SHORT TASK: Please edit the post on NRC outreach for the safety culture policy statement: reproduce the passage that begins at the words "Tuesday, October 29, 2013" and ends after "tidbits, discussed below.", replacing "tidbits" with "details".

======== TEXT SECTION ========

Tuesday, October 29, 2013

NRC Outreach on the Safety Culture Policy Statement

An NRC public meeting
Last August 7th, the NRC held a public meeting to discuss their outreach initiatives to inform stakeholders about the Safety Culture Policy Statement (SCPS).  A meeting summary was published in October.*  Much of the discussion covered what we'll call the bureaucratization of safety culture (SC)—development of communication materials (inc. a poster, brochure, case studies and website), presentations at conferences and meetings (some international), and training.  However, there were some interesting tidbits, discussed below.

One NRC presentation covered the SC Common Language Initiative.**  The presenter remarked that an additional SC trait, Decision Making (DM), was added during the development of the common language.  In our Feb. 28, 2013 review of the final common language document, we praised the treatment of DM; it is a principal creator of artifacts that reflect an organization's SC.

The INPO presentation noted that “After the common language effort was completed in January, 2013, INPO published Revision 1 of 12-012, which includes all of the examples developed during the common language workshop.” (p. 6)  We reviewed that INPO document here.

But here's the item that got our attention.  During a presentation on NRC outreach, an industry participant cautioned the NRC to not put policy statements into regulatory documents because policy statements are an expectation, not a regulation. The senior NRC person at the meeting agreed with the comment “and the importance of the NRC not overstepping the Commission’s direction that implementing the SCPS is not a regulatory requirement, but rather the Commission’s expectations.” (p. 4)

We find the last comment disingenuous.  We have previously posted on how the NRC has created de facto regulation of SC.***  In the absence of clear de jure regulation, licensees and the NRC end up playing “bring me another rock” until the NRC accepts a licensee's pronouncements, as verified by NRC inspectors.  For an example of this convoluted kabuki, read Bob Cudlin's Jan. 30, 2013 post on how Palisades' efforts to address a plant incident finally gained NRC acceptance, or at least an NRC opinion that Palisades' SC was “adequate and improving.”

We'll keep you posted on SCPS-related activities.


*  D.J. Sieracki to R.P. Zimmerman, “Summary of the August 7, 2013, Public Meeting between the U.S. Nuclear Regulatory Commission Staff  and Stakeholders to  Exchange Information and Discuss Ongoing Education and Outreach Associated with the Safety Culture Policy Statement” (Oct. 1, 2013).  ADAMS ML13267A385.  We continue to find it ironic that the SCPS is administered by the NRC's Office of Enforcement.  Isn't OE's primary focus on people and companies who violate the NRC's regulations?

**  “The common language initiative uses the traits from the SCPS as a basic foundation, and contains definitions and examples to describe each trait more fully.” (p. 3)

***  For related posts, please click the "Regulation of Safety Culture" label.

======== EXTRACTED MATERIAL ========

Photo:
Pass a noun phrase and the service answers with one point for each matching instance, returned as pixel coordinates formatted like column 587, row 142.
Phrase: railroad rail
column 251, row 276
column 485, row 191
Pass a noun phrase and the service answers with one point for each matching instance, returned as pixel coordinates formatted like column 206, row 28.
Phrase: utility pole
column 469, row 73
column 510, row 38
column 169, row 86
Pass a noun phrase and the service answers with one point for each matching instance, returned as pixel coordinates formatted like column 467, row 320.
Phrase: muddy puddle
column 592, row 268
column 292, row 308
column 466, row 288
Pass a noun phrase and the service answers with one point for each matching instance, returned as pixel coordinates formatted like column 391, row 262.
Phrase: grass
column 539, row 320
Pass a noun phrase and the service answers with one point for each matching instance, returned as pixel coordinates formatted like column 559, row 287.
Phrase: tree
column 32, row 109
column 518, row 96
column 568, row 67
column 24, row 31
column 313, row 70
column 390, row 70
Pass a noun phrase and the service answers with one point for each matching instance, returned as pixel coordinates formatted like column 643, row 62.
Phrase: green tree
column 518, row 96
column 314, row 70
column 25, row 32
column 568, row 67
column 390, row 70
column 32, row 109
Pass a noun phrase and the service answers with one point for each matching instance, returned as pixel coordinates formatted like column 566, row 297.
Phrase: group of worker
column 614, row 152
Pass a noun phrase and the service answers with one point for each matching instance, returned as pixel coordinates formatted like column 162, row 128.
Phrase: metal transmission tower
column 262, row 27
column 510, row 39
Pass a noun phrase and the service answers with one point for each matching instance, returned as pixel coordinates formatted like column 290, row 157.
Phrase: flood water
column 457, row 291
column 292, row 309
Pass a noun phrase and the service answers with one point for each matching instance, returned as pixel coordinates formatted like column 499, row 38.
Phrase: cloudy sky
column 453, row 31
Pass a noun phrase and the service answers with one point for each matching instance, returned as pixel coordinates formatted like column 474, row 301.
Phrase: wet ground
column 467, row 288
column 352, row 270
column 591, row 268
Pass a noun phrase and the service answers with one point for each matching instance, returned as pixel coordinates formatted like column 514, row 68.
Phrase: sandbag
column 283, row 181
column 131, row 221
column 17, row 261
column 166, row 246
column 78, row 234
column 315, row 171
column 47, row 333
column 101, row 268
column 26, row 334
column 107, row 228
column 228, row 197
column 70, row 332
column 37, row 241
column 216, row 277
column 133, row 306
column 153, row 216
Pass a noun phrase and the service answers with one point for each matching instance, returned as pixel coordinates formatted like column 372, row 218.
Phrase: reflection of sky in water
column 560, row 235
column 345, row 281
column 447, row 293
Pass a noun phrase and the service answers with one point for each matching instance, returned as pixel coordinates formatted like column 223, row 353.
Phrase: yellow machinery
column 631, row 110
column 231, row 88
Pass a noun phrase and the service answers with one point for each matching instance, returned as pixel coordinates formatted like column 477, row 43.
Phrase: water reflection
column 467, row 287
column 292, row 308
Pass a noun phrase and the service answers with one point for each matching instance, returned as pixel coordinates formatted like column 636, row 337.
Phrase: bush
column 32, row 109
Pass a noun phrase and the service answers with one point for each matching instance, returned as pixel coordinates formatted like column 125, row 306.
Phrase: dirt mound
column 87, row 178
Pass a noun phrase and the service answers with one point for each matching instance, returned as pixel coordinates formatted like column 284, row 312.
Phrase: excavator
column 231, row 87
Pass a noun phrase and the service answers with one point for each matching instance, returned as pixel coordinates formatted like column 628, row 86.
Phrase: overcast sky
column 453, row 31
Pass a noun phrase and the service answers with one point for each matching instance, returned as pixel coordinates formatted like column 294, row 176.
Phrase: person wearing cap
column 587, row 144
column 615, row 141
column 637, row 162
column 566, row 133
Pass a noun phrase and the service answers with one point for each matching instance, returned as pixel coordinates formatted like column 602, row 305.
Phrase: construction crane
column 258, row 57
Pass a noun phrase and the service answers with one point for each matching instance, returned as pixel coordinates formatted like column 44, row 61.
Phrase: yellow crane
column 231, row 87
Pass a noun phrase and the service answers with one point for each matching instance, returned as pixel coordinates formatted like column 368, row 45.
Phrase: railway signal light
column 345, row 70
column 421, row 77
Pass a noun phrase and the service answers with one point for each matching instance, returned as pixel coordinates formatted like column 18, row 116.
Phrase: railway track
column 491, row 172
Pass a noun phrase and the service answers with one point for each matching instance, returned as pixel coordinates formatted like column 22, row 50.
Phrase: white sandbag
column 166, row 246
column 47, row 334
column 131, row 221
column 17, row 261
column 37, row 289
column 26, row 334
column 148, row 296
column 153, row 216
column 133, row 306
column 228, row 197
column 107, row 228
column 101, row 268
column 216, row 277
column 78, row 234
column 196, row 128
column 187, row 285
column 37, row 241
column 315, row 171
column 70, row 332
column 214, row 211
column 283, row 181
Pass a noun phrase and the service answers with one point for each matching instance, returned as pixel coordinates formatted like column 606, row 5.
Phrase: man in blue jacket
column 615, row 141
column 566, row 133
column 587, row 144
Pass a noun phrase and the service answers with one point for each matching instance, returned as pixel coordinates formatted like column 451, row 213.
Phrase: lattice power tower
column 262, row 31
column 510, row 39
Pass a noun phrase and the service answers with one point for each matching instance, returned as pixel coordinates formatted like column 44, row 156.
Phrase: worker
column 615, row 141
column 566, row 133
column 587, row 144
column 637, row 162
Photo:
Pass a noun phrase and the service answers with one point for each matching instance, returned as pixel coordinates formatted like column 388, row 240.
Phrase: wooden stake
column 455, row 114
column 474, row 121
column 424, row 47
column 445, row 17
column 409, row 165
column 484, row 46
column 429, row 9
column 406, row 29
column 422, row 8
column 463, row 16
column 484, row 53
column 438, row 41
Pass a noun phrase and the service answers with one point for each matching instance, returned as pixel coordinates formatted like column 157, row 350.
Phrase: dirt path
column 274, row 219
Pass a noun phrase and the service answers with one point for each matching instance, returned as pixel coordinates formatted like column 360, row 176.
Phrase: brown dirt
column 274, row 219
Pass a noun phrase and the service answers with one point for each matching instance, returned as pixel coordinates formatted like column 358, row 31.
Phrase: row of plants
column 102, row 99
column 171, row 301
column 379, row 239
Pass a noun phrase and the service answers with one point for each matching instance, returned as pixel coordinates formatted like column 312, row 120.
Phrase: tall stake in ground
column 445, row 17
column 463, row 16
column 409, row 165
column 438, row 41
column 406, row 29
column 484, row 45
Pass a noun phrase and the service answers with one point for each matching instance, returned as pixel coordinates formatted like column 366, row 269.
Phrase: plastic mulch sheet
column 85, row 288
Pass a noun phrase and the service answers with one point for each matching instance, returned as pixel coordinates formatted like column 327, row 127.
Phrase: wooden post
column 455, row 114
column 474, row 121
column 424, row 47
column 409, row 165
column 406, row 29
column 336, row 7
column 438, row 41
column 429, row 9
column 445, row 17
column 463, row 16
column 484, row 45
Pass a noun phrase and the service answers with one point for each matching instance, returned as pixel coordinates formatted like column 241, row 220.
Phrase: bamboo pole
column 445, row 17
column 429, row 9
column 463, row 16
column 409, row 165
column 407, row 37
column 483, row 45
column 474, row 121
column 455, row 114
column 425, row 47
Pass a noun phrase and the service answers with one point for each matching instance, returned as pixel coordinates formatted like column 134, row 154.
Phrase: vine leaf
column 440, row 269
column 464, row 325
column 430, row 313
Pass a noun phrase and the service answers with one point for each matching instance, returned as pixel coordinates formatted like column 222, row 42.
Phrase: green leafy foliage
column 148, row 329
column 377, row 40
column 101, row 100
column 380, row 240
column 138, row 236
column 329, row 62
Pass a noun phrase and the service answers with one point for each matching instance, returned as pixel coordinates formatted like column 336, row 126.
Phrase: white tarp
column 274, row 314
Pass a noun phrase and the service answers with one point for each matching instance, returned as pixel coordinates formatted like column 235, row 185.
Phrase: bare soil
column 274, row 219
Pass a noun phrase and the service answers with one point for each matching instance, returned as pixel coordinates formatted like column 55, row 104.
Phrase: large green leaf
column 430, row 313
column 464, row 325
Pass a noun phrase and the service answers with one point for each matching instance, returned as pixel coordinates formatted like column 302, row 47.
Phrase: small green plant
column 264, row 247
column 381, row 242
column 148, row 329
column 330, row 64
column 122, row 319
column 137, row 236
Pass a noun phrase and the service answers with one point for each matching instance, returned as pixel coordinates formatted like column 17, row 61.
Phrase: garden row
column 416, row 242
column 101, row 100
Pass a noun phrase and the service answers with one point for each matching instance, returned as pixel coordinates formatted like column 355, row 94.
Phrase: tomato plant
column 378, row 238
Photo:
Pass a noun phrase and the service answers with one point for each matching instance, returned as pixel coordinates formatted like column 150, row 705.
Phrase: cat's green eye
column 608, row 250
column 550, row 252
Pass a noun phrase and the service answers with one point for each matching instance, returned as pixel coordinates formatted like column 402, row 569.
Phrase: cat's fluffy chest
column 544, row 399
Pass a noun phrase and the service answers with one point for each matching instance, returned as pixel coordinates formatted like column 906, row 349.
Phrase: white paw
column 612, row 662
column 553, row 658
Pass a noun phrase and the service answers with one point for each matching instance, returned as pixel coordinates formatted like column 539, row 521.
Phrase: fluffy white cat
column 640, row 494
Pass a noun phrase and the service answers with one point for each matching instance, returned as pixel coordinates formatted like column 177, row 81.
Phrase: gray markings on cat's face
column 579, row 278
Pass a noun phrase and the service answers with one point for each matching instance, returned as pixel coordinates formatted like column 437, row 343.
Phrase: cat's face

========

RESULT:
Tuesday, October 29, 2013

NRC Outreach on the Safety Culture Policy Statement

An NRC public meeting
Last August 7th, the NRC held a public meeting to discuss their outreach initiatives to inform stakeholders about the Safety Culture Policy Statement (SCPS).  A meeting summary was published in October.*  Much of the discussion covered what we'll call the bureaucratization of safety culture (SC)—development of communication materials (inc. a poster, brochure, case studies and website), presentations at conferences and meetings (some international), and training.  However, there were some interesting details, discussed below.